# Task instructions
Render all of these lines as a numbered list, skipping any blank lines and omitting the pictures from your answer.

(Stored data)

•••

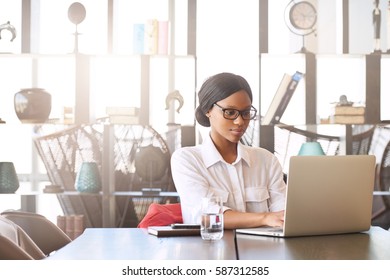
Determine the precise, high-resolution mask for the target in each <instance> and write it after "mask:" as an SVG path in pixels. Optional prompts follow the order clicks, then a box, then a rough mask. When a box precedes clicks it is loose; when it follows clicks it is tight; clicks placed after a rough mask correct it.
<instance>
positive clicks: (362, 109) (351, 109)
mask: <svg viewBox="0 0 390 280" xmlns="http://www.w3.org/2000/svg"><path fill="white" fill-rule="evenodd" d="M364 114H365V107H364V106H355V105H351V106H342V105H336V106H334V107H333V110H332V114H331V116H330V122H331V123H335V124H364V123H365V118H364Z"/></svg>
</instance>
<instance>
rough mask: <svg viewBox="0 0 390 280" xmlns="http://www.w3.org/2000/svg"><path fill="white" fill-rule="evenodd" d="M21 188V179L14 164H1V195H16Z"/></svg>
mask: <svg viewBox="0 0 390 280" xmlns="http://www.w3.org/2000/svg"><path fill="white" fill-rule="evenodd" d="M18 188H19V179H18V176H17V174H16V170H15V166H14V164H13V163H12V162H0V193H14V192H16V191H17V190H18Z"/></svg>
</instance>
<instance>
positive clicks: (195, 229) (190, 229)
mask: <svg viewBox="0 0 390 280" xmlns="http://www.w3.org/2000/svg"><path fill="white" fill-rule="evenodd" d="M148 233H149V234H152V235H155V236H157V237H168V236H200V228H197V229H194V228H192V229H175V228H172V227H171V226H151V227H148Z"/></svg>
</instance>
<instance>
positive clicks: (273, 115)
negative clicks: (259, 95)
mask: <svg viewBox="0 0 390 280" xmlns="http://www.w3.org/2000/svg"><path fill="white" fill-rule="evenodd" d="M303 76H304V74H302V73H301V72H298V71H296V72H295V74H294V75H292V76H291V75H289V74H287V73H285V74H284V75H283V78H282V81H281V82H280V84H279V86H278V89H277V90H276V93H275V95H274V97H273V99H272V101H271V104H270V106H269V107H268V110H267V113H266V114H265V115H264V118H263V120H262V123H261V124H262V125H271V124H277V123H279V122H280V119H281V118H282V115H283V113H284V111H285V110H286V108H287V105H288V103H289V102H290V99H291V97H292V95H293V94H294V91H295V89H296V88H297V86H298V83H299V81H300V80H301V79H302V77H303Z"/></svg>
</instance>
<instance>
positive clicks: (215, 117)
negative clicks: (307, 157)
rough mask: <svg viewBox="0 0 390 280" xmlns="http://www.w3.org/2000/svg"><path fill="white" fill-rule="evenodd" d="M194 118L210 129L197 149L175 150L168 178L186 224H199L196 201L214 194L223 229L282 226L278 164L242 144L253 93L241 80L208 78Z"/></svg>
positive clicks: (191, 148) (280, 178) (198, 146)
mask: <svg viewBox="0 0 390 280" xmlns="http://www.w3.org/2000/svg"><path fill="white" fill-rule="evenodd" d="M198 97H199V106H198V108H197V109H196V112H195V117H196V120H197V121H198V123H199V124H200V125H202V126H205V127H210V133H209V136H208V137H206V139H204V141H203V143H202V144H201V145H198V146H195V147H183V148H180V149H178V150H176V151H175V152H174V153H173V155H172V158H171V167H172V176H173V180H174V183H175V186H176V189H177V191H178V193H179V195H180V201H181V207H182V214H183V220H184V222H185V223H199V221H200V201H201V198H202V197H205V196H210V195H212V194H214V195H218V196H221V197H222V199H223V201H224V225H225V228H227V229H232V228H244V227H257V226H264V225H268V226H282V225H283V219H284V210H283V209H284V205H285V187H286V186H285V183H284V181H283V173H282V169H281V166H280V164H279V162H278V159H277V158H276V157H275V156H274V155H273V154H272V153H270V152H269V151H267V150H265V149H262V148H255V147H249V146H245V145H243V144H241V143H240V139H241V137H242V136H243V134H244V133H245V130H246V129H247V127H248V124H249V122H250V120H251V119H254V118H255V117H256V112H257V111H256V109H255V108H254V107H253V106H252V91H251V88H250V86H249V84H248V82H247V81H246V80H245V79H244V78H243V77H241V76H238V75H235V74H231V73H220V74H217V75H214V76H212V77H210V78H208V79H207V80H206V81H205V82H204V84H203V85H202V87H201V89H200V91H199V93H198Z"/></svg>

•••

# Answer below
1. Determine the precise, high-resolution mask for the target in each <instance> and write it after "mask:" as an SVG path in pixels. Optional prompts follow the order clicks, then a box, then a rough mask. When a box precedes clicks it is loose; when it follows clicks it is tight; clicks placed after a rough mask correct it.
2. <instance>
3. positive clicks: (362, 109) (351, 109)
4. mask: <svg viewBox="0 0 390 280" xmlns="http://www.w3.org/2000/svg"><path fill="white" fill-rule="evenodd" d="M364 114H365V107H364V106H355V105H351V106H342V105H336V106H334V107H333V110H332V114H331V116H330V122H331V123H335V124H364V123H365V118H364Z"/></svg>
5. </instance>
6. <instance>
7. rough mask: <svg viewBox="0 0 390 280" xmlns="http://www.w3.org/2000/svg"><path fill="white" fill-rule="evenodd" d="M21 188V179L14 164H1V195H16Z"/></svg>
8. mask: <svg viewBox="0 0 390 280" xmlns="http://www.w3.org/2000/svg"><path fill="white" fill-rule="evenodd" d="M18 188H19V179H18V176H17V174H16V170H15V166H14V164H13V163H12V162H0V193H14V192H16V191H17V190H18Z"/></svg>
9. </instance>
10. <instance>
11. positive clicks: (195, 229) (190, 229)
12. mask: <svg viewBox="0 0 390 280" xmlns="http://www.w3.org/2000/svg"><path fill="white" fill-rule="evenodd" d="M148 233H149V234H152V235H155V236H157V237H168V236H200V228H197V229H194V228H192V229H175V228H172V227H171V226H151V227H148Z"/></svg>
13. </instance>
14. <instance>
15. positive clicks: (273, 115)
16. negative clicks: (259, 95)
17. mask: <svg viewBox="0 0 390 280" xmlns="http://www.w3.org/2000/svg"><path fill="white" fill-rule="evenodd" d="M303 76H304V74H302V73H301V72H298V71H296V72H295V74H294V75H292V76H291V75H289V74H287V73H285V74H284V75H283V78H282V81H281V82H280V84H279V86H278V89H277V90H276V93H275V95H274V97H273V99H272V101H271V104H270V106H269V107H268V110H267V113H266V114H265V115H264V118H263V120H262V123H261V124H262V125H271V124H277V123H279V122H280V119H281V118H282V115H283V113H284V111H285V110H286V108H287V105H288V103H289V102H290V99H291V97H292V95H293V94H294V91H295V89H296V88H297V86H298V83H299V81H300V80H301V79H302V77H303Z"/></svg>
18. </instance>
19. <instance>
20. positive clicks: (215, 117)
21. negative clicks: (307, 157)
22. rough mask: <svg viewBox="0 0 390 280" xmlns="http://www.w3.org/2000/svg"><path fill="white" fill-rule="evenodd" d="M194 118L210 129L197 149L175 150L168 178L186 224H199L196 201L214 194L223 229L282 226L278 164L242 144L253 93L241 80L208 78Z"/></svg>
23. positive clicks: (191, 148) (280, 178) (198, 146)
24. mask: <svg viewBox="0 0 390 280" xmlns="http://www.w3.org/2000/svg"><path fill="white" fill-rule="evenodd" d="M198 97H199V106H198V108H197V109H196V112H195V117H196V120H197V121H198V123H199V124H200V125H202V126H205V127H210V133H209V136H208V137H206V139H204V141H203V143H202V144H201V145H198V146H195V147H183V148H180V149H178V150H176V151H175V152H174V153H173V155H172V158H171V167H172V176H173V180H174V183H175V186H176V189H177V191H178V193H179V195H180V201H181V207H182V214H183V220H184V222H185V223H199V221H200V201H201V198H202V197H205V196H210V195H212V194H214V195H218V196H221V197H222V199H223V201H224V225H225V228H227V229H232V228H244V227H257V226H264V225H268V226H282V225H283V219H284V210H283V209H284V205H285V187H286V186H285V183H284V181H283V173H282V169H281V166H280V164H279V162H278V159H277V158H276V157H275V156H274V155H273V154H272V153H270V152H269V151H267V150H265V149H262V148H255V147H249V146H245V145H243V144H241V143H240V139H241V137H242V136H243V134H244V133H245V130H246V129H247V127H248V124H249V122H250V120H251V119H254V118H255V117H256V112H257V111H256V109H255V108H254V107H253V106H252V91H251V88H250V86H249V84H248V82H247V81H246V80H245V79H244V78H243V77H241V76H238V75H235V74H231V73H220V74H217V75H214V76H212V77H210V78H208V79H207V80H206V81H205V82H204V84H203V85H202V87H201V89H200V91H199V93H198Z"/></svg>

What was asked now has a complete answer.